Short problem → Please repeat everything in the data from the line containing "Target: tractor ballast weight" down to the line containing "(1091, 378)", changing "handbag" to "purse" and keeping the rest unchanged. Give only those lines.

========================================

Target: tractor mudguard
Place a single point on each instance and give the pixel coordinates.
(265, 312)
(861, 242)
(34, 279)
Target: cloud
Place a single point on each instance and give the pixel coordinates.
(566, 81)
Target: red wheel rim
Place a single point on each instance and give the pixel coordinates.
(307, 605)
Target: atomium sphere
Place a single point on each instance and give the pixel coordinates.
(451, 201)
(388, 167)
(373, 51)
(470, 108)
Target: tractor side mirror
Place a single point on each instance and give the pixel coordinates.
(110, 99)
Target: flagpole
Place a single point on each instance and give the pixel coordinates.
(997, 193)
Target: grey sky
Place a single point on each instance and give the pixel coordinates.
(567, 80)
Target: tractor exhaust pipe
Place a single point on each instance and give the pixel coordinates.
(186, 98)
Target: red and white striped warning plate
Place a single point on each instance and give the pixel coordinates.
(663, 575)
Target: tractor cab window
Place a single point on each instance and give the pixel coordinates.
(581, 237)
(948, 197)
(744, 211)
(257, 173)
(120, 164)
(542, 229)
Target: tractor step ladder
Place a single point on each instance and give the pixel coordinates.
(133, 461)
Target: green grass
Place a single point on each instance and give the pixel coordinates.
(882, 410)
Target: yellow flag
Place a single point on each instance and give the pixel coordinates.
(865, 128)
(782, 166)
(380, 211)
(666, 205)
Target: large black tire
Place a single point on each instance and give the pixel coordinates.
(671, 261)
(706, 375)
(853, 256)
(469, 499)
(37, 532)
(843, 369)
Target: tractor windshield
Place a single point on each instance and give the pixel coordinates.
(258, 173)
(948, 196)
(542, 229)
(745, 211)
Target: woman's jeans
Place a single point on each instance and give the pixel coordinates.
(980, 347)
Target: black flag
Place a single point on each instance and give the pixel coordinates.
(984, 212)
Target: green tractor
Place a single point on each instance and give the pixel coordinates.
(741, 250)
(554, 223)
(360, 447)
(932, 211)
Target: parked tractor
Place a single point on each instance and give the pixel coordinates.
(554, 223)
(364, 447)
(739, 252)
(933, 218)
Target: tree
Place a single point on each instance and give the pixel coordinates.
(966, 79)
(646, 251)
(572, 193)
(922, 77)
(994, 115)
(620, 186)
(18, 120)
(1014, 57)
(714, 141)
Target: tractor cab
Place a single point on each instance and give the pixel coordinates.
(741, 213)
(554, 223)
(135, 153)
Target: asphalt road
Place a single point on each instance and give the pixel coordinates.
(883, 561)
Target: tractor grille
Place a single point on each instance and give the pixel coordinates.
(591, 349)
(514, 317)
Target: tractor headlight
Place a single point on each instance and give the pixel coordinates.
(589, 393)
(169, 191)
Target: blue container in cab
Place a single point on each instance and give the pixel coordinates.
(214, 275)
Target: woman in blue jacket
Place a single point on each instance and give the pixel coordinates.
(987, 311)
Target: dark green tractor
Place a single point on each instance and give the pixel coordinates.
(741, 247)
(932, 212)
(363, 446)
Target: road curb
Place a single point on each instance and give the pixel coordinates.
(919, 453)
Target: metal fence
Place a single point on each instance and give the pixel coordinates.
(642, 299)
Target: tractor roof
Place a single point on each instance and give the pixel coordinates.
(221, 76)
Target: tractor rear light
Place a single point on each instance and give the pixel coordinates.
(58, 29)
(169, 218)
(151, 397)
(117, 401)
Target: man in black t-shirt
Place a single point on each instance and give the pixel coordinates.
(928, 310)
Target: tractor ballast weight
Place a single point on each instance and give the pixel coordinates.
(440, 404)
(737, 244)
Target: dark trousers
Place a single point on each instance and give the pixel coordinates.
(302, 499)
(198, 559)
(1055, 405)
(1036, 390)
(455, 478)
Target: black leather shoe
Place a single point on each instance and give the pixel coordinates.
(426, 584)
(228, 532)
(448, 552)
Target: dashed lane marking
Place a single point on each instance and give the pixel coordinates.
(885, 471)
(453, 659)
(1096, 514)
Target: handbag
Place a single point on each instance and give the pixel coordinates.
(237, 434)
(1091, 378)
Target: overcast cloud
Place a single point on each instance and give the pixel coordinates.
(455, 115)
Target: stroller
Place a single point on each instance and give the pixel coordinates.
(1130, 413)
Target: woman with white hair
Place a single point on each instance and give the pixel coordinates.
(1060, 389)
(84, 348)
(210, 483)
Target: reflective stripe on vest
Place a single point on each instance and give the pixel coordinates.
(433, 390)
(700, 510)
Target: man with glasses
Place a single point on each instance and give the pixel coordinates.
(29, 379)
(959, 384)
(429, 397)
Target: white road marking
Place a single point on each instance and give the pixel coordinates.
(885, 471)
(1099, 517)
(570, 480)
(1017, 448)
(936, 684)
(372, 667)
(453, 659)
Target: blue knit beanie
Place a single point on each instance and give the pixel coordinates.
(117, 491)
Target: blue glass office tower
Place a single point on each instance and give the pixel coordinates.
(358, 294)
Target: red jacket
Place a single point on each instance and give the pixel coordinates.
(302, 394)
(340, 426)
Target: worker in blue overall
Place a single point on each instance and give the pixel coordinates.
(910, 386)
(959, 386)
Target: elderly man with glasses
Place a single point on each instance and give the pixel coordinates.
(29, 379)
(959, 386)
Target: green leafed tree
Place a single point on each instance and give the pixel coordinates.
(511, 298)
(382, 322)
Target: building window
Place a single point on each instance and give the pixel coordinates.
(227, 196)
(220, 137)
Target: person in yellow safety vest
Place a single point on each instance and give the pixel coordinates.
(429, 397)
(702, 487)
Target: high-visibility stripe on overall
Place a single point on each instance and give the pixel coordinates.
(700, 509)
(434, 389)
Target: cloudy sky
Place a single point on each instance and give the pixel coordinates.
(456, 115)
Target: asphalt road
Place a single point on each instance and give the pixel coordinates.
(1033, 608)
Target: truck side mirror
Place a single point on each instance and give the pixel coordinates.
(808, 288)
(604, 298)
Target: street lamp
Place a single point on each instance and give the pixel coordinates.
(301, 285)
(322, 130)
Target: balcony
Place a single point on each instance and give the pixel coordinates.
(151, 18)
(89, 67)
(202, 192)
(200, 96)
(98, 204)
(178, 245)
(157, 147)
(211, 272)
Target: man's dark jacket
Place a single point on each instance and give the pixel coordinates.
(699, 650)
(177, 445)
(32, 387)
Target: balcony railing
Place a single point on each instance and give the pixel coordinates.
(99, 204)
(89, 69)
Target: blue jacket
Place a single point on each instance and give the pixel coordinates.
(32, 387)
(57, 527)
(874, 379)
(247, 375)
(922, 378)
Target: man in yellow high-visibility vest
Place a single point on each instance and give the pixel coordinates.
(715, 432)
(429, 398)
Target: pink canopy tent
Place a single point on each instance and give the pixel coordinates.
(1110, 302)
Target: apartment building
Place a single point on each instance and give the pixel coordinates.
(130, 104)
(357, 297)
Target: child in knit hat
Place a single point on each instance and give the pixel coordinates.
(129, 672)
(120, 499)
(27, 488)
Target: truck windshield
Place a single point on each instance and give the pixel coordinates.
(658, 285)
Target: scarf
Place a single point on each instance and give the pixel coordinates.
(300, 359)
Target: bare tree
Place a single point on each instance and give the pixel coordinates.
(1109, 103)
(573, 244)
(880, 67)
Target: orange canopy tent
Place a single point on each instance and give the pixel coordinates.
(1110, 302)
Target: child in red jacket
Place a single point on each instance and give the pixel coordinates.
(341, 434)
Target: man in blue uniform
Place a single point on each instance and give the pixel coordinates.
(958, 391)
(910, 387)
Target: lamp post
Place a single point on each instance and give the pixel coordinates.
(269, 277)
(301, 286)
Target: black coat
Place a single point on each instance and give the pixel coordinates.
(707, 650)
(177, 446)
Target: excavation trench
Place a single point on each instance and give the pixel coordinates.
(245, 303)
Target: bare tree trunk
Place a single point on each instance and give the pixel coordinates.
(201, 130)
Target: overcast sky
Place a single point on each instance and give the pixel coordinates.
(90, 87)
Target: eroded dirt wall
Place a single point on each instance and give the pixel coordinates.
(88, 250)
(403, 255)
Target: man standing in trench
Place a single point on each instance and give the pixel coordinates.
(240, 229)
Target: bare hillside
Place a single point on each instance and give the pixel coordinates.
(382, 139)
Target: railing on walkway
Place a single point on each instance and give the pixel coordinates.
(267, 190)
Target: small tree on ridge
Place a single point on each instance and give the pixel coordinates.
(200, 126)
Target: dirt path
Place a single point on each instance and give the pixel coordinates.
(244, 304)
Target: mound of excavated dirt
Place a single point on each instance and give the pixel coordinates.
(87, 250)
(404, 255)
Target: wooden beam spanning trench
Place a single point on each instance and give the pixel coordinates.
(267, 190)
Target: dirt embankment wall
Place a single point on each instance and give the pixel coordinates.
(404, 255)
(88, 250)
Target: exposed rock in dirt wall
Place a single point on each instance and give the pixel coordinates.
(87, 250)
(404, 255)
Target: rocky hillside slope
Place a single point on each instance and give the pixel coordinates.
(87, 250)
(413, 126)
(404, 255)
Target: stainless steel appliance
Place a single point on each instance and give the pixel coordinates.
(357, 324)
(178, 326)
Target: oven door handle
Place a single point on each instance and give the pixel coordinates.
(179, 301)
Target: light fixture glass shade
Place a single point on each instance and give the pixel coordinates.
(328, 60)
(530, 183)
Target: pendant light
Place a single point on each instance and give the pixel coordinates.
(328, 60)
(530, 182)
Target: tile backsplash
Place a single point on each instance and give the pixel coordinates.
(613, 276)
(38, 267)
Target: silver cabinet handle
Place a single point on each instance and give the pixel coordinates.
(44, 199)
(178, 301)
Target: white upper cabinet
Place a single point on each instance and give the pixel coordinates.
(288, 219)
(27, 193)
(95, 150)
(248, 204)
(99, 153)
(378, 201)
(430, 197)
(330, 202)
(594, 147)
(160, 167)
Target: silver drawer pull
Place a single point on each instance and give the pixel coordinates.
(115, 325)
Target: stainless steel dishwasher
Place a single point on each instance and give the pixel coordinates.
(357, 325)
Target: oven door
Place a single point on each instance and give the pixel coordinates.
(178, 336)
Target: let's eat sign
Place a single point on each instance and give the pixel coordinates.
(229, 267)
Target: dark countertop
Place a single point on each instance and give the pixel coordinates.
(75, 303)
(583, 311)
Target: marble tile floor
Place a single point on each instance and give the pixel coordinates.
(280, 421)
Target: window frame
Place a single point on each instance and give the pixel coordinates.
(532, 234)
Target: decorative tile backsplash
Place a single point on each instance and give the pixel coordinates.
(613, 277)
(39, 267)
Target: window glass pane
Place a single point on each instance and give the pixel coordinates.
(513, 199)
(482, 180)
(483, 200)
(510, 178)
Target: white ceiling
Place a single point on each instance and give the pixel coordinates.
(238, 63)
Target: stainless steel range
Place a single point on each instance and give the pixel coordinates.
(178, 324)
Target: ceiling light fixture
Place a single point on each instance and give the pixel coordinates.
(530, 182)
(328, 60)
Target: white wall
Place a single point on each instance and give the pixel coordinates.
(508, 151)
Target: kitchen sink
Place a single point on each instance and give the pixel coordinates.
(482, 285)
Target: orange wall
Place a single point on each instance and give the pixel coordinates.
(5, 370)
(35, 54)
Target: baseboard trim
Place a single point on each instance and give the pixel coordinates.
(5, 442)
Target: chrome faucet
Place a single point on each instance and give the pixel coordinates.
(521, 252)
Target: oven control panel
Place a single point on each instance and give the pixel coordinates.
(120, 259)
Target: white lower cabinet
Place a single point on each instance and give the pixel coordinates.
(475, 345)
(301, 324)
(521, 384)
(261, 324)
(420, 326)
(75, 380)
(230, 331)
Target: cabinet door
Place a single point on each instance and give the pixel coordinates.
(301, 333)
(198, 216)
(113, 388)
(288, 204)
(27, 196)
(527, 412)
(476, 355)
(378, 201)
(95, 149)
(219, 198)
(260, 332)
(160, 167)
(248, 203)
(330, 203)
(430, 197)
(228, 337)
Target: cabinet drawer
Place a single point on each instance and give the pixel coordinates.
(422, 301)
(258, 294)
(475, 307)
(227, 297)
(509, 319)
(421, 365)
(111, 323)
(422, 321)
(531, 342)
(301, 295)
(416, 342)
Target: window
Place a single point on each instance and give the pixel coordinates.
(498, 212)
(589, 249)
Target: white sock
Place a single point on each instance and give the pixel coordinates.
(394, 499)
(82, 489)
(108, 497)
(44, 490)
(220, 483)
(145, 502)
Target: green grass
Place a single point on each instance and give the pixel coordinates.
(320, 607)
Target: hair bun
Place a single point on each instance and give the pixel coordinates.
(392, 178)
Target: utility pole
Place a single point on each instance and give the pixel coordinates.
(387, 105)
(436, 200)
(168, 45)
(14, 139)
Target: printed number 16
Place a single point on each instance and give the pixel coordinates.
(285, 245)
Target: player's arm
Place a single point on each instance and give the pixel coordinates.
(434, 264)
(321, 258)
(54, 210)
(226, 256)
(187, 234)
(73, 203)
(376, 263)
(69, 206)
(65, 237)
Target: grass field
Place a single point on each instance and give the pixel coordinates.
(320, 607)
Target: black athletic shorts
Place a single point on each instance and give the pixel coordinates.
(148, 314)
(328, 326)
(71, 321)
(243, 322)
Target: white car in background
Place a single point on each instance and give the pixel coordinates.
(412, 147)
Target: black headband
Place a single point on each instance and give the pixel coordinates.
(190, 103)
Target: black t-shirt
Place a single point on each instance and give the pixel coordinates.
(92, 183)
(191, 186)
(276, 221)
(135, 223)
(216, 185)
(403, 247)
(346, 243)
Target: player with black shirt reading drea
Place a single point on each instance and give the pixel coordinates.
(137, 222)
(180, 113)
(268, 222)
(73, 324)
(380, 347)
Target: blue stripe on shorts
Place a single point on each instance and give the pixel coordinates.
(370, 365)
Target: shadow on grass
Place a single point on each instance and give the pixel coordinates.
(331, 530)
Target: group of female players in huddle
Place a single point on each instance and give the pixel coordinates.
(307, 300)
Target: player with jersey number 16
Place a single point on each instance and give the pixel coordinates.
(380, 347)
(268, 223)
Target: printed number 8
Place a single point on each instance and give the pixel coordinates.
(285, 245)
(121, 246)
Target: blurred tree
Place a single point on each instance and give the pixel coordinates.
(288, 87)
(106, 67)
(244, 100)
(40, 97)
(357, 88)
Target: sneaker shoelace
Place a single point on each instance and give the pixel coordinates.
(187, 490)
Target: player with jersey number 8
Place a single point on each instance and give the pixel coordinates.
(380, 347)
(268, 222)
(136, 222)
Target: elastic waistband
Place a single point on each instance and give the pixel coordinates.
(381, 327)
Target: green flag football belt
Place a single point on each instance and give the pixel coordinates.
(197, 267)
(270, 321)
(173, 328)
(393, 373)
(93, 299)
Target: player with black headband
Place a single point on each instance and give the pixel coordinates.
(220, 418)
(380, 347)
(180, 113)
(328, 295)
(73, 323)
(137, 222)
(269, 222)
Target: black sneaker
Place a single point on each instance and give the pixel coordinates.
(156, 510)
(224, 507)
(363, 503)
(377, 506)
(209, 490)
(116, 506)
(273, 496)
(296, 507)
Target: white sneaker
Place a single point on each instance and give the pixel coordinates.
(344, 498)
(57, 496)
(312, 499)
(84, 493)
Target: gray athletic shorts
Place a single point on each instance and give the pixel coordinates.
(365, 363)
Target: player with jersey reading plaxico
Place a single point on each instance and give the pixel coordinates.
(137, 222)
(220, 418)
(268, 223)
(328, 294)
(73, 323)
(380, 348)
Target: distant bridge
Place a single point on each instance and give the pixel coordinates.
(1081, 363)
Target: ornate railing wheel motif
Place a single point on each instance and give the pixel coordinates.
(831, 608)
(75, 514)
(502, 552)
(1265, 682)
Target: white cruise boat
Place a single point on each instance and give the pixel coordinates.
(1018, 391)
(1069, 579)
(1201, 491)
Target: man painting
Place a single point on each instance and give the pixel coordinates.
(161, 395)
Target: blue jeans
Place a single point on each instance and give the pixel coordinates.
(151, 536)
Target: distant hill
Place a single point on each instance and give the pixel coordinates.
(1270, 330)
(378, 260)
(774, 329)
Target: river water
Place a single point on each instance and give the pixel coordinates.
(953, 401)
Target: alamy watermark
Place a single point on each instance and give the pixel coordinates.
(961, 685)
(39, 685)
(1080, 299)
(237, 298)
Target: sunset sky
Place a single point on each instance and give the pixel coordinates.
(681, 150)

========================================

Finished exercise →
Target: tractor ballast weight
Place a single point on each instance and give the pixel coordinates.
(440, 404)
(737, 244)
Target: dark trousers
Place a single point on each instance and give the pixel coordinates.
(302, 499)
(198, 559)
(1055, 405)
(1036, 390)
(455, 478)
Target: black leather shoe
Place a single point on each instance and give the pixel coordinates.
(426, 584)
(228, 532)
(448, 552)
Target: dashed lane marking
Place a single point on each instance and give the pixel coordinates.
(885, 471)
(453, 659)
(1096, 514)
Target: purse
Place a single point on each instance and give the pixel coordinates.
(237, 434)
(1091, 378)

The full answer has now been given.